Cet article est une traduction de “Mining Incentives – Part 1 – The Economics of the Difficulty Adjustment” publié dans le cadre du partenariat entre Journalducoin & BitMEX research. L’ajustement de la difficulté du minage de bitcoins
Le minage est le processus aléatoire par lequel on trouve des nouveaux blocs Bitcoin afin de confirmer des transactions. Ce processus est obligatoirement compétitif et énergivore. Pour que le réseau soit fluide et fiable, la difficulté du minage est ajustée toutes les deux semaines, en fonction du nombre de blocs qui ont été minés durant cette période. L’intervalle cible moyen entre deux blocs est de 10 minutes. Une période de deux semaines est divisée en 2016 segments de 10 minutes chacun.
- Si plus de 2016 blocs ont été minés en deux semaines, le minage devient plus difficile, de sorte que si le hash rate reste constant, un bloc devrait être trouvé toutes les 10 minutes pendant la prochaine période de deux semaines.

☆ ☆ ☆

[CONSIGNES]:
**A)** D'après l'extrait source, quel est l'intervalle cible moyen entre deux blocs ?
**B)** Reformulez sous forme de liste le paragraphe de l'extrait source commençant par « Le minage est le processus aléatoire », en conservant ses informations principales.
**C)** Recopiez à l'identique le passage de l'extrait source qui débute aux mots "- Si plus de" et se termine après les mots "de deux semaines.".
Les enregistrements n'ont aucun lien avec l'extrait source.

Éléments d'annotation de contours
☆ ☆ ☆

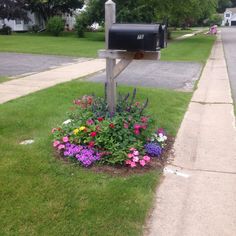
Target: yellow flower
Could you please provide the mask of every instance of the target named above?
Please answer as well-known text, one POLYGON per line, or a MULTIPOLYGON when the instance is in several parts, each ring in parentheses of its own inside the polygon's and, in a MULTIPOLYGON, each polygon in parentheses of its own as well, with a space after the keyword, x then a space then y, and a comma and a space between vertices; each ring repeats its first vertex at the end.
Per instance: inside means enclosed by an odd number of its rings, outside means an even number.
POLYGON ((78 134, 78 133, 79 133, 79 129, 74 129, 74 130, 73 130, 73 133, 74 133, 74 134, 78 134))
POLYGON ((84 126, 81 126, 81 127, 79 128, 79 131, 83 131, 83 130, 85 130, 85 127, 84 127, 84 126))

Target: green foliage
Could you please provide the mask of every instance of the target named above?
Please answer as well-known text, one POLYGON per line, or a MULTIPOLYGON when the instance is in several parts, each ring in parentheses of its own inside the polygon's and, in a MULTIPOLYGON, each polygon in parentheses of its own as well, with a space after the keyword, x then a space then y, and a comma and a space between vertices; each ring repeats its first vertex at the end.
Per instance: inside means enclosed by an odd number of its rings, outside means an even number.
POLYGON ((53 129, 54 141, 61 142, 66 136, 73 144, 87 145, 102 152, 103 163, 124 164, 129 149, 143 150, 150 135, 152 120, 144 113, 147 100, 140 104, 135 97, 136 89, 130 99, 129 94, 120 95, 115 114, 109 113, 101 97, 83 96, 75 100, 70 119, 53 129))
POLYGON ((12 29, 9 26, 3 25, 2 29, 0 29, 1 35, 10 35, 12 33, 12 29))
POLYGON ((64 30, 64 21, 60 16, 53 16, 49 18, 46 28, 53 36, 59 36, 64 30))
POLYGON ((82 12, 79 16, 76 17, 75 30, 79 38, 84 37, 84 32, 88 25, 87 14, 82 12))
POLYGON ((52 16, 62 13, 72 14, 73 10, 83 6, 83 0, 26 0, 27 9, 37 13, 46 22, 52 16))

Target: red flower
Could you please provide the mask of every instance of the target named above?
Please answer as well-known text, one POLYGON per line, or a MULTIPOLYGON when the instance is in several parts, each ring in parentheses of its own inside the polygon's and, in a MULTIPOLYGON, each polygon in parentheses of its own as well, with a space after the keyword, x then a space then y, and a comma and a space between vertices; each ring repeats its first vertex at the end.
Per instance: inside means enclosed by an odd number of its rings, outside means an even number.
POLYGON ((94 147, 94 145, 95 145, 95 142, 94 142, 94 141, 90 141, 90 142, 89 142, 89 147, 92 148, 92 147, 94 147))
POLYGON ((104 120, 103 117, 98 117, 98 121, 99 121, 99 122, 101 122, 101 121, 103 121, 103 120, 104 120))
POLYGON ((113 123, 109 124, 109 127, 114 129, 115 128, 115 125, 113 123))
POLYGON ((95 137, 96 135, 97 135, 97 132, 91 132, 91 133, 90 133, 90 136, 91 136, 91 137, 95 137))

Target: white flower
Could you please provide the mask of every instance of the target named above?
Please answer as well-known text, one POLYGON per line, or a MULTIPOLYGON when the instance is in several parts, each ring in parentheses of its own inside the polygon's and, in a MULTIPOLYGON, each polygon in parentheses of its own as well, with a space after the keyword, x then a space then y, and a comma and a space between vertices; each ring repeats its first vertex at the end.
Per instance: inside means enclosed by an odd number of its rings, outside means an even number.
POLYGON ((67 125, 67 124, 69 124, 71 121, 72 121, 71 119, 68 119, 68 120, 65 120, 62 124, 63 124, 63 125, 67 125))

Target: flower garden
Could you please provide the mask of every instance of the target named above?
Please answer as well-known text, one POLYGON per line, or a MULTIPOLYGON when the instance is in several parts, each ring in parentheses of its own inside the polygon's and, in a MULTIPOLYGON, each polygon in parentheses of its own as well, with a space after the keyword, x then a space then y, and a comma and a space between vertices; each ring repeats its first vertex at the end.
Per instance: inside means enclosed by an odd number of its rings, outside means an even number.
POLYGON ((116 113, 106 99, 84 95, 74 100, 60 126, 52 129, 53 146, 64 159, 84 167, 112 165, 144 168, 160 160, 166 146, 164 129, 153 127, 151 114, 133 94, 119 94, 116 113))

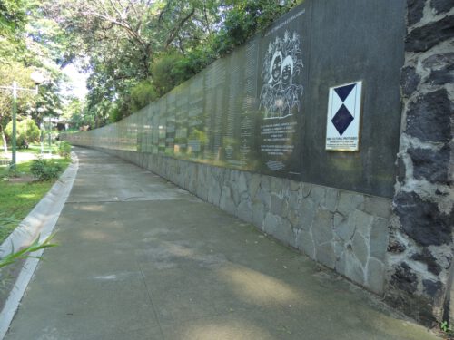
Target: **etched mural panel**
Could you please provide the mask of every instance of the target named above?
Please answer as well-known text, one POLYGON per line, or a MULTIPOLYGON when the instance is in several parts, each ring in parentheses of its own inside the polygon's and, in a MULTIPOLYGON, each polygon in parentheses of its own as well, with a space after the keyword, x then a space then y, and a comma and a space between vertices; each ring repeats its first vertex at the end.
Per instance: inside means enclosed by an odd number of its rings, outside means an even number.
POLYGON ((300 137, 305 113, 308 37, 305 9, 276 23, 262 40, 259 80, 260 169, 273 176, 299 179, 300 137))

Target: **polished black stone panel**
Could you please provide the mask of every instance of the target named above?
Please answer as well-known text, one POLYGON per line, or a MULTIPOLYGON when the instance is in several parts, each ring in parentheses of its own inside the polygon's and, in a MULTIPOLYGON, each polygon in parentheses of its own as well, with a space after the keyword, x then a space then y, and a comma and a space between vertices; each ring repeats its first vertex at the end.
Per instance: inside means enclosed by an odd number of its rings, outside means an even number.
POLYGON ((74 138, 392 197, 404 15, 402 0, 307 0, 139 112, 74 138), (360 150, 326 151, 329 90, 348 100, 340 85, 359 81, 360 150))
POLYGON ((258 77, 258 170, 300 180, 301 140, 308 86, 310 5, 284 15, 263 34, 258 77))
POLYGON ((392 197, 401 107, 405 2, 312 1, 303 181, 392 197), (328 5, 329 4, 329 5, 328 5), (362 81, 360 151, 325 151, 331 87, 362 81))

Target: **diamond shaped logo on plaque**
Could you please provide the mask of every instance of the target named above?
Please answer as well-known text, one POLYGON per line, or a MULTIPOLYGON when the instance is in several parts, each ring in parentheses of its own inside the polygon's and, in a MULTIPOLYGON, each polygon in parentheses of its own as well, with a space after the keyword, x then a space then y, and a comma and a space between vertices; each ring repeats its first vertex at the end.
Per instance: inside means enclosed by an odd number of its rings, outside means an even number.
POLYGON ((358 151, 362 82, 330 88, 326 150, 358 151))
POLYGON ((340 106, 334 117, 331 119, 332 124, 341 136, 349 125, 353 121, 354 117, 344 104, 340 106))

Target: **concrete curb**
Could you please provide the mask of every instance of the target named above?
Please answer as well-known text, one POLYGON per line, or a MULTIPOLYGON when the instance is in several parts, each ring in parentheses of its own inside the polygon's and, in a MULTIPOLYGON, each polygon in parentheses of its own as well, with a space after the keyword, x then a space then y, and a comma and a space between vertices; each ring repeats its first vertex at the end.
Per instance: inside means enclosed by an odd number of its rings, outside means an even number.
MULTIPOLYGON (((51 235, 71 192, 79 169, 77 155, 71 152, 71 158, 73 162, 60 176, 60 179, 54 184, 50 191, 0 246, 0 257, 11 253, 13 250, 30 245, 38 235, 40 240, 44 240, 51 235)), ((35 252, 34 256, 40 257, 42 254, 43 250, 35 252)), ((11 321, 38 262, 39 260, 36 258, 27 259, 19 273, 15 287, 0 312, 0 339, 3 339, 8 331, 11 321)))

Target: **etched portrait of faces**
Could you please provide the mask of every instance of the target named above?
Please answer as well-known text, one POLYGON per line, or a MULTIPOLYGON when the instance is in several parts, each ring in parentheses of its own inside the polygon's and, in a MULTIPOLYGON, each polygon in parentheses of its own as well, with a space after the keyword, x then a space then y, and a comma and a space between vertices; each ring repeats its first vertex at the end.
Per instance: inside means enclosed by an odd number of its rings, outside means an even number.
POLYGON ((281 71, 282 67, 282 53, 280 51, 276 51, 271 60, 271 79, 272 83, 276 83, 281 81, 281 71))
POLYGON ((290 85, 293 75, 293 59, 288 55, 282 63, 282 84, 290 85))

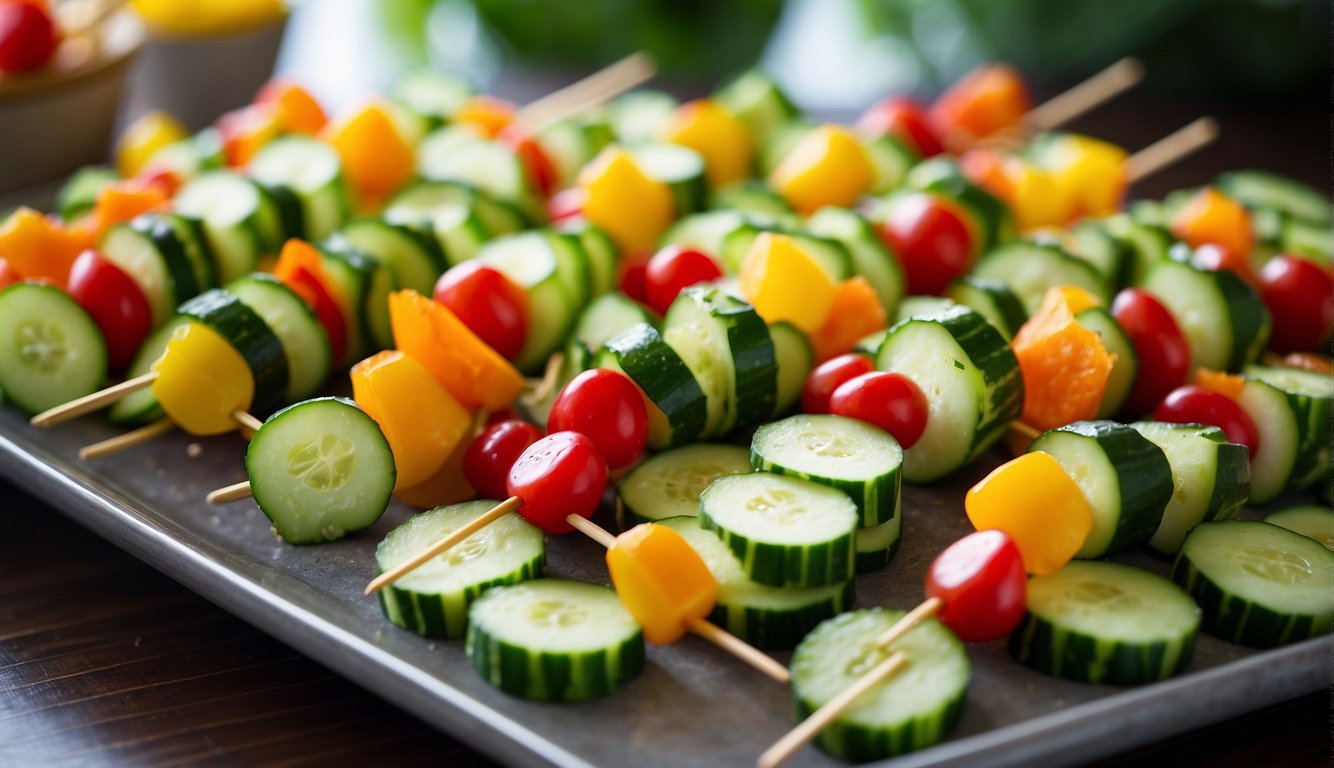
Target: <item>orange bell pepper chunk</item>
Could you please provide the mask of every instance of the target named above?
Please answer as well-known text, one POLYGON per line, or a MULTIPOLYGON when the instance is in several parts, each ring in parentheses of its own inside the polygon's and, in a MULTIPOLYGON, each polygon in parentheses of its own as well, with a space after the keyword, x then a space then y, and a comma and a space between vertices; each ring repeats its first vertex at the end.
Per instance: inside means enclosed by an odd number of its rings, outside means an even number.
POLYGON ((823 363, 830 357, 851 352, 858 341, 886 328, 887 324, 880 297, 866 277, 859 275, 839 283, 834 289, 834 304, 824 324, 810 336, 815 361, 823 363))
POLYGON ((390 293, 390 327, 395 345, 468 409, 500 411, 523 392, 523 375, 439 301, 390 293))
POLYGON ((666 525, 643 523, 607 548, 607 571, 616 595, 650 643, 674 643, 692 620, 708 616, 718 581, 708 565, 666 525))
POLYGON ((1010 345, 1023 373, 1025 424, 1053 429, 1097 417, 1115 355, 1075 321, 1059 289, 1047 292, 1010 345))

☆ ☆ ☆

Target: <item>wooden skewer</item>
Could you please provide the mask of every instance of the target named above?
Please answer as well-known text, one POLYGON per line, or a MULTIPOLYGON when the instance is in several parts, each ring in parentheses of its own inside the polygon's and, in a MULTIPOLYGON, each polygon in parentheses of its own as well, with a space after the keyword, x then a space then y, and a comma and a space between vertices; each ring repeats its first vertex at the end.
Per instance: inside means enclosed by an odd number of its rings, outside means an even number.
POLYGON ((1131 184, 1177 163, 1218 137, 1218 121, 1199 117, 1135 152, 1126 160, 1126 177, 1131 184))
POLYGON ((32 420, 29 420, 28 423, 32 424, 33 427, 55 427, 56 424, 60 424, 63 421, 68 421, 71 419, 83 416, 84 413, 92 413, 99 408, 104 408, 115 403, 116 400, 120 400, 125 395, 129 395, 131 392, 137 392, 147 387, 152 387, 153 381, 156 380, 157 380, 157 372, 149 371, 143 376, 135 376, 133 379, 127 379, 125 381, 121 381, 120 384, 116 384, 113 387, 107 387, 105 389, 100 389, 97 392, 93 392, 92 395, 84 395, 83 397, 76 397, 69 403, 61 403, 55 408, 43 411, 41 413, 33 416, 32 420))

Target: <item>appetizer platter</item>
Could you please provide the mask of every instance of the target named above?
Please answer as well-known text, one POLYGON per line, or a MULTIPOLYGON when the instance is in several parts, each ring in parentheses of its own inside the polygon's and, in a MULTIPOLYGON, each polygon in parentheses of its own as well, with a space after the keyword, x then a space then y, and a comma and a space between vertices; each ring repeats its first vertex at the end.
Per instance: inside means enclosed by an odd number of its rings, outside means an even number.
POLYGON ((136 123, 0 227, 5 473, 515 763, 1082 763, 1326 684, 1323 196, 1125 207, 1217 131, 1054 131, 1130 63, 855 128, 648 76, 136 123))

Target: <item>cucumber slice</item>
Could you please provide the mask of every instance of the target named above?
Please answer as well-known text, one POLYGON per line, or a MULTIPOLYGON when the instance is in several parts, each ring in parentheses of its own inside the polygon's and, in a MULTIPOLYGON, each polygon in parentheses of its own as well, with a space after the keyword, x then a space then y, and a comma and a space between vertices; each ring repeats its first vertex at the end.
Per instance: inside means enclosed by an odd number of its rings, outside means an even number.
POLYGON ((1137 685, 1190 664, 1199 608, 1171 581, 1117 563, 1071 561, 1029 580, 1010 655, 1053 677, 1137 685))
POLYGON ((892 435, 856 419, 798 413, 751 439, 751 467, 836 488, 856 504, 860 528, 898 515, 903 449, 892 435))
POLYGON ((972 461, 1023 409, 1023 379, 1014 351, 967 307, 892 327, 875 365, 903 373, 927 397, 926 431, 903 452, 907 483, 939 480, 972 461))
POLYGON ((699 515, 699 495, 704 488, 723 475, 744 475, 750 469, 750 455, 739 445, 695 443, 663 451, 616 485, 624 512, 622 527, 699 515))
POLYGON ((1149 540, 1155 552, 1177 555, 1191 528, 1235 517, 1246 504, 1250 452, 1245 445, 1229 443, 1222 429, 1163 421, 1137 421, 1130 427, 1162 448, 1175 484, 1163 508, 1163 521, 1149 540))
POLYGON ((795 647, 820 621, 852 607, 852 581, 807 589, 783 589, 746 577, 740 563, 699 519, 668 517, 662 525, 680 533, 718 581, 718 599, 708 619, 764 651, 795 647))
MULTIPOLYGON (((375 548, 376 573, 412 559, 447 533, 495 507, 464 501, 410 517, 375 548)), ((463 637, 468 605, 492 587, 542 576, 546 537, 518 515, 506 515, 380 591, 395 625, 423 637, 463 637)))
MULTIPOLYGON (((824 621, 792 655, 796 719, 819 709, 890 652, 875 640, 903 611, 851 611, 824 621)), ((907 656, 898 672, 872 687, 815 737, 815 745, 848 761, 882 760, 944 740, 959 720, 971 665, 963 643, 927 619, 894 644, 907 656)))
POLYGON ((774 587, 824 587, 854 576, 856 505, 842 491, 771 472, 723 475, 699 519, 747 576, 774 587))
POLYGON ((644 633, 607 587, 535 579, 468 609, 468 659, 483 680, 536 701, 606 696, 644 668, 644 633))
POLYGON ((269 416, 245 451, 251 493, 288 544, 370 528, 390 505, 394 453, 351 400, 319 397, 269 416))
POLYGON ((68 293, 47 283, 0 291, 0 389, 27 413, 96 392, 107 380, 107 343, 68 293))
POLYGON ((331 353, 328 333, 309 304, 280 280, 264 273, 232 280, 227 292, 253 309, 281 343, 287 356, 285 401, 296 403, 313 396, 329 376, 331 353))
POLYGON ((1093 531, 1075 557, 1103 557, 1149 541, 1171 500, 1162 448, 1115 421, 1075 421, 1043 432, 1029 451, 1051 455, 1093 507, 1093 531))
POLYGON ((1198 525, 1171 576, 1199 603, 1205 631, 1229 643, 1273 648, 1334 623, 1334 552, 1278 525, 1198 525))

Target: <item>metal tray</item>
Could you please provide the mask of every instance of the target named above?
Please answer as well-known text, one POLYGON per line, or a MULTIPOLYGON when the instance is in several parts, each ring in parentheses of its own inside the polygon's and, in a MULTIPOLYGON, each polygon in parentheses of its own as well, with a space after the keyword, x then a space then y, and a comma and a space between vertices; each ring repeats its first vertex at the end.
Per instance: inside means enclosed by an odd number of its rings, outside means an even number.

☆ ☆ ☆

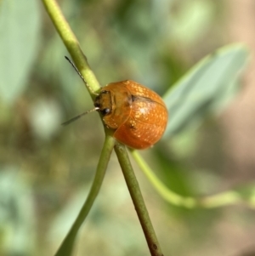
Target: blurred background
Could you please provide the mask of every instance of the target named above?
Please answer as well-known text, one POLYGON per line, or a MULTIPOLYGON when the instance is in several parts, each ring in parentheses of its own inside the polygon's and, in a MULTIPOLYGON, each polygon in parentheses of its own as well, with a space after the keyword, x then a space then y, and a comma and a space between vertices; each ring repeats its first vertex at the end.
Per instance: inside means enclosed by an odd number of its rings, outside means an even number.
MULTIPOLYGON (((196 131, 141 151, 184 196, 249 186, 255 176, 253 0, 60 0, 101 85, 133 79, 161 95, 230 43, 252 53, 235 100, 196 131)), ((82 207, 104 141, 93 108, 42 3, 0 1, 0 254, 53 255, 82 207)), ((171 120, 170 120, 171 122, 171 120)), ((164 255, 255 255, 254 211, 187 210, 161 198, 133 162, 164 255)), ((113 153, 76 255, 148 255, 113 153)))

☆ ☆ ☆

[CORRIGÉS]:
**A)** 10 minutes.

**B)**
- Le minage est le processus aléatoire qui permet de trouver de nouveaux blocs Bitcoin pour confirmer des transactions.
- Ce processus est nécessairement compétitif et énergivore.
- La difficulté du minage est ajustée toutes les deux semaines, selon le nombre de blocs minés pendant cette période.
- L'intervalle cible moyen entre deux blocs est de 10 minutes.
- Une période de deux semaines correspond à 2016 segments de 10 minutes.

**C)**
- Si plus de 2016 blocs ont été minés en deux semaines, le minage devient plus difficile, de sorte que si le hash rate reste constant, un bloc devrait être trouvé toutes les 10 minutes pendant la prochaine période de deux semaines.